══ DOCUMENT SECTION ══
I was asked by the science artist Kelly Stanford to create a poem celebrating Manchester’s contribution to science and technology, for her STEM-themed bee sculpture as part of #BeeInTheCity. The poem takes a bee-twist on Rutherford’s atomic model, splitting the atom (a Manchester first!) and graphene, for which Manchester scientists Professor Andre Geim and Professor Konstantin Novoselov won the 2010 Nobel Prize for physics. Professor Novoselov signed the bee along with 80 other researchers and scientists working in Manchester.
“Input Segregation was first published by Palaver Magazine in 2017. The poem was inspired by the paper “Modality-specific segregation of input to ant mushroom bodies.” published in 1999 by Gronenberg, W. This paper was one of the first insect neuro papers I ever read, so it made quite the impact on me and really drew me into the field.
This is a ‘found’ poem, which means the words were all ‘found’ in a different source. To make this poem, I took each section of the paper (abstract, materials and methods, discussion, etc) and pulled out poetic words, remixing them to make something new while still maintaining the essence of the original paper. While poems can be ‘found’ in newspaper articles, blog posts, and more, I enjoy using primary research articles as my source material – sometimes we forget to see the beauty among the more dry terms, but it is always there.”
Meghan Barrett is a PhD student at Drexel University studying bug brains, pesticides, and bee diversity; she splits her attention between insects, poetry, baking, hazelnut coffee, and her cat, Nyx. Her writing has previously appeared or is forthcoming in Firefly, The Trumpeter, Gandy Dancer, Palaver, and Crabfat magazines. The biology behind her poetry, as well as more about her scientific and science communication work, can be found on her website: meghan-barrett.com or by following her on Twitter (@Abiogenesister) or on Facebook.
A fellow Twitter user and science writer (@philonotis) encouraged me to stretch myself and engage poetically with a paper in the journal Nature, on plants recognising pathogens (Rezzonico, Rupp, Fahrentrapp 2017). This was daunting; a ‘proper’ science paper in a field I knew nothing about.
I had to read the paper several times to understand it, but as I did several themes emerged that set the course of the poem. The first was the idea that ultimately all communication depends on the interaction of physical elements in biological systems, even visual stimulii. This was illustrated by the use of different colours representing different states of ripening (a physical process) and the diffusing perfume text.
═══
### WHAT YOU HAVE TO DO
Reproduce everything in the piece on science-inspired poems from "Meghan Barrett is" down to "knew nothing about.".
══ RECORD SET ══
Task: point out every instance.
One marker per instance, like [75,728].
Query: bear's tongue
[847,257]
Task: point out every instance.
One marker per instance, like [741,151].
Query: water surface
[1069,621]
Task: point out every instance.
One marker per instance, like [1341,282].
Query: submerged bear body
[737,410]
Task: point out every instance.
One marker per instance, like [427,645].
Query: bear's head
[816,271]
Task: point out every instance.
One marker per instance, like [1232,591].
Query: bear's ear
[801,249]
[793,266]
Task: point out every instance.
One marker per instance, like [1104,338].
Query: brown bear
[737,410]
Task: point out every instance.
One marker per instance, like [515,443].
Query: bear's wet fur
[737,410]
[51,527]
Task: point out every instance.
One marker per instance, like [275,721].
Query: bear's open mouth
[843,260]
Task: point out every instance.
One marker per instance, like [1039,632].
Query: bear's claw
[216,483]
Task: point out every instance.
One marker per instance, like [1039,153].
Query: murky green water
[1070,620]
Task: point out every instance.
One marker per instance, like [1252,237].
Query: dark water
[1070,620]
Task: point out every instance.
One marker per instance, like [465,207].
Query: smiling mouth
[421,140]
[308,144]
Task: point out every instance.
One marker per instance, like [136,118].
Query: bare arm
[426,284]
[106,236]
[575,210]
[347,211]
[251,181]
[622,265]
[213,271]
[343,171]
═══
### WRITTEN REPLY
Meghan Barrett is a PhD student at Drexel University studying bug brains, pesticides, and bee diversity; she splits her attention between insects, poetry, baking, hazelnut coffee, and her cat, Nyx. Her writing has previously appeared or is forthcoming in Firefly, The Trumpeter, Gandy Dancer, Palaver, and Crabfat magazines. The biology behind her poetry, as well as more about her scientific and science communication work, can be found on her website: meghan-barrett.com or by following her on Twitter (@Abiogenesister) or on Facebook.
A fellow Twitter user and science writer (@philonotis) encouraged me to stretch myself and engage poetically with a paper in the journal Nature, on plants recognising pathogens (Rezzonico, Rupp, Fahrentrapp 2017). This was daunting; a ‘proper’ science paper in a field I knew nothing about.